• _Directions for this task_:
Your job is to write out each record exactly, leaving none out.

[Source data]
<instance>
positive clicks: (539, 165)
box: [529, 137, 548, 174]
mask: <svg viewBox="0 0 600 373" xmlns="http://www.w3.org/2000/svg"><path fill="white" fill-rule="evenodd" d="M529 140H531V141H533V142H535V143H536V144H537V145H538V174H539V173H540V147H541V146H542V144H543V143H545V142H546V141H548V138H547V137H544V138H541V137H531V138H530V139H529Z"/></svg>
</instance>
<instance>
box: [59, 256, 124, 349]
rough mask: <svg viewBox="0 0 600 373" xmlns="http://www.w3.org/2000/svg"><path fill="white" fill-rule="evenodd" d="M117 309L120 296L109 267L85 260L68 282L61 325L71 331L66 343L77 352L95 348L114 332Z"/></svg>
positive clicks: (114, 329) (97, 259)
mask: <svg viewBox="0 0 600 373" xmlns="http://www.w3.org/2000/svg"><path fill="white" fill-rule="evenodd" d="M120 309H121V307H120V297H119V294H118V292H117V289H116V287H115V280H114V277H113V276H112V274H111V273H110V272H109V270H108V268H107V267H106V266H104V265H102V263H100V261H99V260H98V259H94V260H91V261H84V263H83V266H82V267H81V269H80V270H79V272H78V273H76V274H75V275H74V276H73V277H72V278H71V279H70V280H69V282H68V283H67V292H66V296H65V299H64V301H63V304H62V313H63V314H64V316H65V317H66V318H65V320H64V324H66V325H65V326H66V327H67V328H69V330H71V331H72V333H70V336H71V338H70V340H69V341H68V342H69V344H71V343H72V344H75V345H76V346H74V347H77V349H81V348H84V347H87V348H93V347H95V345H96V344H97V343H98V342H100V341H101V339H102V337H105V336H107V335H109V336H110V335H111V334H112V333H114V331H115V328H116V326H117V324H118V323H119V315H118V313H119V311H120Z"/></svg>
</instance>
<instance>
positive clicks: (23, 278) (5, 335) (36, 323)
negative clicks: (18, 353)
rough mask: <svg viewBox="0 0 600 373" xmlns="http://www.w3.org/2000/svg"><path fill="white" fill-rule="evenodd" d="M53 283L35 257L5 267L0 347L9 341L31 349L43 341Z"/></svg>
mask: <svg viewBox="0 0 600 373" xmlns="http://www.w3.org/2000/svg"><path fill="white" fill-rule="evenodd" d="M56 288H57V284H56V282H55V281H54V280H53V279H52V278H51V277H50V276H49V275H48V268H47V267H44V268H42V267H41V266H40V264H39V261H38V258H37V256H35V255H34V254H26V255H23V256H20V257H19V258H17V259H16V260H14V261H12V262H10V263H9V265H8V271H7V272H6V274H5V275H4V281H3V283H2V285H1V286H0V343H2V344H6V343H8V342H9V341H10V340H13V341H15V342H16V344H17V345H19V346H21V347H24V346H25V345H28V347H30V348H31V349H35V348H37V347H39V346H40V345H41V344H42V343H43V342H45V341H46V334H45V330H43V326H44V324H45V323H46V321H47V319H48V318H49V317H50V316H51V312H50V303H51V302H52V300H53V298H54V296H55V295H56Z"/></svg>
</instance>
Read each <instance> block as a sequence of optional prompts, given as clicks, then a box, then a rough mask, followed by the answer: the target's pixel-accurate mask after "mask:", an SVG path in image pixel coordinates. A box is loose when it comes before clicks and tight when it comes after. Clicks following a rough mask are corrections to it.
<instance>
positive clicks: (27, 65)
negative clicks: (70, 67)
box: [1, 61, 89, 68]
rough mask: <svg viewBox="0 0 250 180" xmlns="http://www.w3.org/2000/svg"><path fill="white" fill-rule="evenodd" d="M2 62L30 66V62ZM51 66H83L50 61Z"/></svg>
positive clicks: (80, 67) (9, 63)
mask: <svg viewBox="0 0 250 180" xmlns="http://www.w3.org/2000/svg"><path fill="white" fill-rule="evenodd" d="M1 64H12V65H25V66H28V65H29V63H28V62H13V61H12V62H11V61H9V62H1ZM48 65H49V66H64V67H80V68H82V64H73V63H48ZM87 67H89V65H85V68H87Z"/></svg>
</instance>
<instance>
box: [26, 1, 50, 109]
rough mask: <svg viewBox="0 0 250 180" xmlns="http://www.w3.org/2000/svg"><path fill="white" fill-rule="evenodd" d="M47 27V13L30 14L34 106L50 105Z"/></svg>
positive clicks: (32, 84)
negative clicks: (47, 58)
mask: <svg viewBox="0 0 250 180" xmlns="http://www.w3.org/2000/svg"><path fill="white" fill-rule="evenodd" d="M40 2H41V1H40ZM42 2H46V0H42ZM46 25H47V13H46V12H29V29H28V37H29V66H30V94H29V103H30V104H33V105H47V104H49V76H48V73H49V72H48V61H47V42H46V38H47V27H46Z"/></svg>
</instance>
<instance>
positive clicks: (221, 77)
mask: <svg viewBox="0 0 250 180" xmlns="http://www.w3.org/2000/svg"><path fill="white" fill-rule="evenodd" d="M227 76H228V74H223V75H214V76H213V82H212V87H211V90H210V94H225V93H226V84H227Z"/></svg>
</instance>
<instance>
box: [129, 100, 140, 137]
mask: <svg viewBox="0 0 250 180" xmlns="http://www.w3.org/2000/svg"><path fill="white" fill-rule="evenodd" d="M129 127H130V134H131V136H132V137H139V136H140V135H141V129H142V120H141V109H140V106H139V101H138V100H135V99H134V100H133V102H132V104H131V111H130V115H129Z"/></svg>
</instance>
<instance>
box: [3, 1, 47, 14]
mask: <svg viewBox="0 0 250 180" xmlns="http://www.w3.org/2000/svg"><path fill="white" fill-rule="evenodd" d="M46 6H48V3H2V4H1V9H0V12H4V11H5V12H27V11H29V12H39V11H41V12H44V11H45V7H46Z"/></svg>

• _Solution to this exercise_:
<instance>
positive clicks: (539, 165)
box: [529, 137, 548, 174]
mask: <svg viewBox="0 0 600 373" xmlns="http://www.w3.org/2000/svg"><path fill="white" fill-rule="evenodd" d="M529 140H531V141H533V142H535V143H536V144H537V145H538V174H539V173H540V147H541V146H542V144H543V143H545V142H546V141H548V138H547V137H544V138H541V137H531V138H530V139H529Z"/></svg>
</instance>
<instance>
box: [59, 256, 124, 349]
rough mask: <svg viewBox="0 0 600 373" xmlns="http://www.w3.org/2000/svg"><path fill="white" fill-rule="evenodd" d="M117 309L120 296L109 267L85 260L68 282L61 325L71 331L66 343L77 352L95 348L114 332Z"/></svg>
positive clicks: (114, 329) (97, 259)
mask: <svg viewBox="0 0 600 373" xmlns="http://www.w3.org/2000/svg"><path fill="white" fill-rule="evenodd" d="M120 309H121V307H120V297H119V294H118V292H117V289H116V287H115V280H114V277H113V276H112V274H111V273H110V272H109V270H108V268H107V267H106V266H104V265H102V263H100V261H99V260H98V259H94V260H91V261H84V263H83V266H82V267H81V269H80V270H79V272H78V273H76V274H75V275H74V276H73V277H72V278H71V279H70V280H69V282H68V283H67V292H66V296H65V299H64V301H63V304H62V313H63V314H64V316H65V317H66V318H65V320H64V324H66V325H65V326H66V327H67V328H69V330H71V331H72V333H70V336H71V338H70V340H69V341H68V342H69V344H71V343H72V344H75V345H76V346H74V347H77V349H81V348H84V347H87V348H93V347H95V345H96V344H97V343H98V342H100V341H101V339H102V337H105V336H107V335H109V336H110V335H111V334H112V333H114V331H115V328H116V326H117V324H118V323H119V315H118V313H119V311H120Z"/></svg>
</instance>
<instance>
positive clicks: (23, 278) (5, 335) (36, 323)
negative clicks: (18, 353)
rough mask: <svg viewBox="0 0 600 373" xmlns="http://www.w3.org/2000/svg"><path fill="white" fill-rule="evenodd" d="M53 283L35 257L5 267L0 347L9 341L31 349L43 341Z"/></svg>
mask: <svg viewBox="0 0 600 373" xmlns="http://www.w3.org/2000/svg"><path fill="white" fill-rule="evenodd" d="M56 288H57V284H56V282H55V281H54V280H53V279H52V278H51V277H50V276H49V275H48V268H47V267H44V268H42V267H41V266H40V264H39V261H38V258H37V256H35V255H34V254H26V255H23V256H20V257H19V258H17V259H16V260H14V261H12V262H10V263H9V265H8V271H7V272H6V274H5V275H4V281H3V283H2V285H1V286H0V343H2V344H6V343H8V342H9V341H10V340H13V341H15V342H16V344H17V345H19V346H21V347H24V346H25V345H28V347H30V348H31V349H35V348H37V347H39V346H40V345H41V344H42V343H43V342H45V341H46V334H45V330H43V326H44V324H45V323H46V321H47V319H48V318H49V317H50V316H51V312H50V303H51V302H52V300H53V298H54V296H55V295H56Z"/></svg>
</instance>
Read each <instance> block as a sequence of optional prompts, given as clicks, then a box, then a rough mask, followed by the answer: the target's pixel-accurate mask after "mask:", an SVG path in image pixel coordinates. A box is loose when it comes before clicks and tight when it comes after. Clicks following a rough mask are corrections to it.
<instance>
positive clicks: (27, 65)
negative clicks: (70, 67)
box: [1, 61, 89, 68]
rough mask: <svg viewBox="0 0 250 180" xmlns="http://www.w3.org/2000/svg"><path fill="white" fill-rule="evenodd" d="M2 62L30 66V62ZM51 66H83L50 61Z"/></svg>
positive clicks: (80, 67) (9, 63)
mask: <svg viewBox="0 0 250 180" xmlns="http://www.w3.org/2000/svg"><path fill="white" fill-rule="evenodd" d="M1 64H12V65H25V66H28V65H29V63H28V62H13V61H12V62H11V61H9V62H1ZM48 65H49V66H64V67H80V68H82V64H73V63H48ZM87 67H89V65H85V68H87Z"/></svg>
</instance>
<instance>
box: [26, 1, 50, 109]
rough mask: <svg viewBox="0 0 250 180" xmlns="http://www.w3.org/2000/svg"><path fill="white" fill-rule="evenodd" d="M47 27V13L30 14L34 106L50 105Z"/></svg>
positive clicks: (32, 84)
negative clicks: (47, 58)
mask: <svg viewBox="0 0 250 180" xmlns="http://www.w3.org/2000/svg"><path fill="white" fill-rule="evenodd" d="M40 2H41V1H40ZM42 2H46V0H42ZM46 25H47V13H46V12H29V29H28V37H29V66H30V94H29V103H30V104H33V105H47V104H49V76H48V73H49V72H48V61H47V42H46V38H47V27H46Z"/></svg>
</instance>
<instance>
positive clicks: (221, 77)
mask: <svg viewBox="0 0 250 180" xmlns="http://www.w3.org/2000/svg"><path fill="white" fill-rule="evenodd" d="M227 76H228V74H223V75H214V76H213V82H212V87H211V90H210V94H225V93H226V84H227Z"/></svg>
</instance>
<instance>
box: [129, 100, 140, 137]
mask: <svg viewBox="0 0 250 180" xmlns="http://www.w3.org/2000/svg"><path fill="white" fill-rule="evenodd" d="M129 127H130V134H131V136H132V137H139V136H140V135H141V129H142V120H141V109H140V106H139V101H138V100H135V99H134V100H133V102H132V104H131V111H130V115H129Z"/></svg>
</instance>
<instance>
box: [3, 1, 47, 14]
mask: <svg viewBox="0 0 250 180" xmlns="http://www.w3.org/2000/svg"><path fill="white" fill-rule="evenodd" d="M46 6H48V3H2V4H1V9H0V12H4V11H5V12H27V11H29V12H39V11H41V12H44V11H45V7H46Z"/></svg>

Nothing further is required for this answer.